DATA FOR THIS EXERCISE section start

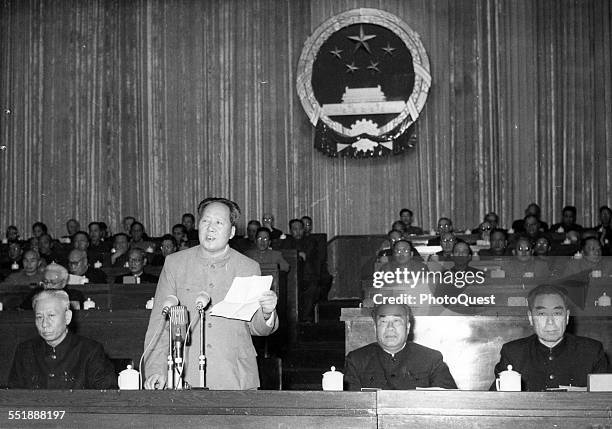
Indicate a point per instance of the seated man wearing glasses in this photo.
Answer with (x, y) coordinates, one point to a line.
(393, 362)
(264, 254)
(551, 357)
(57, 358)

DATA FOR THIS EXERCISE section end

The records above are to be quoted exactly, with all pictures left out.

Indicate a point per instance of the seated man wearing glasses in this photo.
Answer with (x, y) coordinates, one point to a line.
(393, 362)
(264, 254)
(551, 357)
(57, 358)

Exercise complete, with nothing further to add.